### 练习 1:
将下面记录中以含有“of the rocky”的那一行开头、以含有“[(87, 184), (18, 79), (241, 92)]”的那一行结尾的部分改写为 JSON 字符串列表，每行对应一个字符串，首尾两行都包括在内，空行不要。只写这一段。

### 网页正文:
[LeetCode] 376. Wiggle Subsequence @ python

一．题目：
如果一个数组里面，相邻的两个数字的差是正负交替的，那么认为这个是波动序列。求输入的数组里面最长的波动序列长度。<摆动子序列问题>
Example 1:
Input: [1,7,4,9,2,5]
Output: 6
Explanation: The entire sequence is a wiggle sequence.
Example 2:
Input: [1,17,5,10,13,15,10,5,16,8]
Output: 7
Explanation: There are several subsequences that achieve this length. One is [1,17,10,13,10,16,8].
Example 3:
Input: [1,2,3,4,5,6,7,8,9]
Output: 2

二．解题思路：
输入数组为nums，我们定义了一个记录递增的DP数组inc，一个记录递减的DP数组dec，其中inc[i]和dec[i]分别代表以i结尾且当前值nums[i]为增的最大摆动序列长度，和以i结尾的且当前值nums[i]为减的最大摆动序列长度．
图解如下：

代码如下：（时间复杂度为O(N^2)，空间复杂度为O(N)）

class Solution(object):
    def wiggleMaxLength(self, nums):
        """
        :type nums: List[int]
        :rtype: int
        """
        n = len(nums)
        if n <= 1:
            return n
        inc, dec = [1] * n, [1] * n
        for x in range(n):
            for y in range(x):
                if nums[x] > nums[y]:
                    inc[x] = max(inc[x], dec[y] + 1)
                elif nums[x] < nums[y]:
                    dec[x] = max(dec[x], inc[y] + 1)
         return max(inc[-1], dec[-1])

要优化成时间复杂度O(N)的话，我们可以观察在上述代码中其实不需要从头遍历，只需要知道上一个元素对应的最长递增和递减数组即可。
代码如下：

class Solution(object):
    def wiggleMaxLength(self, nums):
        """
        :type nums: List[int]
        :rtype: int
        """
        n = len(nums)
        if n <= 1:
            return n
        inc, dec = [1] * n, [1] * n
        for x in range(1, n):
            if nums[x] > nums[x - 1]:
                inc[x] = dec[x - 1] + 1
                dec[x] = dec[x - 1]
            elif nums[x] < nums[x - 1]:
                inc[x] = inc[x - 1]
                dec[x] = inc[x - 1] + 1
            else:
                inc[x] = inc[x - 1]
                dec[x] = dec[x - 1]
        return max(inc[-1], dec[-1])

### 记录:
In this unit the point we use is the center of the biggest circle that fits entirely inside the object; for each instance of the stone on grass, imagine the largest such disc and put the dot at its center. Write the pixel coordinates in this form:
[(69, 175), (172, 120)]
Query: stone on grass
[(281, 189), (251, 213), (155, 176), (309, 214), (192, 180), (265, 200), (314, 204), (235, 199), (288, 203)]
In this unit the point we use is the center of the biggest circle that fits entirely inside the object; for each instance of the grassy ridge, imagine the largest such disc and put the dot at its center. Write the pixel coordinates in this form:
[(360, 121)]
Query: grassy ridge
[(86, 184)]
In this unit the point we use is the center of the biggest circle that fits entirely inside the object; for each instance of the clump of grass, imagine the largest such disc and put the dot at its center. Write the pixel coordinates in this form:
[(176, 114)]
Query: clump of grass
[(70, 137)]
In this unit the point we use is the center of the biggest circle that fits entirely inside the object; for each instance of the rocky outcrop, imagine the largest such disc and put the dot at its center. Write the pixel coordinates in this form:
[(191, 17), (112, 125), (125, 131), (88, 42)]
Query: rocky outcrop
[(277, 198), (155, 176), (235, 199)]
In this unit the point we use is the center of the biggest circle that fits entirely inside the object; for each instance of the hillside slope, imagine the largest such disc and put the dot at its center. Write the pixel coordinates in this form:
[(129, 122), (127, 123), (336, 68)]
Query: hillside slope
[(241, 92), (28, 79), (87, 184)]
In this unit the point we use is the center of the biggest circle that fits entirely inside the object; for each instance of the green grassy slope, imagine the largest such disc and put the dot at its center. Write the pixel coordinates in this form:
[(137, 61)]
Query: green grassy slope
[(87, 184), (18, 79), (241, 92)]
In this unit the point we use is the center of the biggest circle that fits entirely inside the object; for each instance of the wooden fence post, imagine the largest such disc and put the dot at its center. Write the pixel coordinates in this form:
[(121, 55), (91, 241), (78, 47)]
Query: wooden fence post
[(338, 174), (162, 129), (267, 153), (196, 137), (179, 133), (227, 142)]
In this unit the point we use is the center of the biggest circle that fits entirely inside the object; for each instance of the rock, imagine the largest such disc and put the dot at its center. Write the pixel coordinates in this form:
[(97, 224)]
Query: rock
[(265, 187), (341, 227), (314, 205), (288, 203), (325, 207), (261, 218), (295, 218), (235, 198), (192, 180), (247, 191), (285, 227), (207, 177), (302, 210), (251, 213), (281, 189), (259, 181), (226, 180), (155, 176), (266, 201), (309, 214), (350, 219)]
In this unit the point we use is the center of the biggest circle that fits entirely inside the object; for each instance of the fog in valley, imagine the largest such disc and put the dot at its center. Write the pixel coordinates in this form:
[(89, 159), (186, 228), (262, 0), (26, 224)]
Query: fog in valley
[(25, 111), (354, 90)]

### 练习 2:
把摆动子序列题解中以含有“[LeetCode] 376. Wiggle”的词句开头、到“One is [1,17,10,13,10,16,8].”结束的那一段一字不改地抄下来。

### 参考答案 1:
[
  "In this unit the point we use is the center of the biggest circle that fits entirely inside the object; for each instance of the rocky outcrop, imagine the largest such disc and put the dot at its center. Write the pixel coordinates in this form:",
  "[(191, 17), (112, 125), (125, 131), (88, 42)]",
  "Query: rocky outcrop",
  "[(277, 198), (155, 176), (235, 199)]",
  "In this unit the point we use is the center of the biggest circle that fits entirely inside the object; for each instance of the hillside slope, imagine the largest such disc and put the dot at its center. Write the pixel coordinates in this form:",
  "[(129, 122), (127, 123), (336, 68)]",
  "Query: hillside slope",
  "[(241, 92), (28, 79), (87, 184)]",
  "In this unit the point we use is the center of the biggest circle that fits entirely inside the object; for each instance of the green grassy slope, imagine the largest such disc and put the dot at its center. Write the pixel coordinates in this form:",
  "[(137, 61)]",
  "Query: green grassy slope",
  "[(87, 184), (18, 79), (241, 92)]"
]

### 参考答案 2:
[LeetCode] 376. Wiggle Subsequence @ python

一．题目：
如果一个数组里面，相邻的两个数字的差是正负交替的，那么认为这个是波动序列。求输入的数组里面最长的波动序列长度。<摆动子序列问题>
Example 1:
Input: [1,7,4,9,2,5]
Output: 6
Explanation: The entire sequence is a wiggle sequence.
Example 2:
Input: [1,17,5,10,13,15,10,5,16,8]
Output: 7
Explanation: There are several subsequences that achieve this length. One is [1,17,10,13,10,16,8].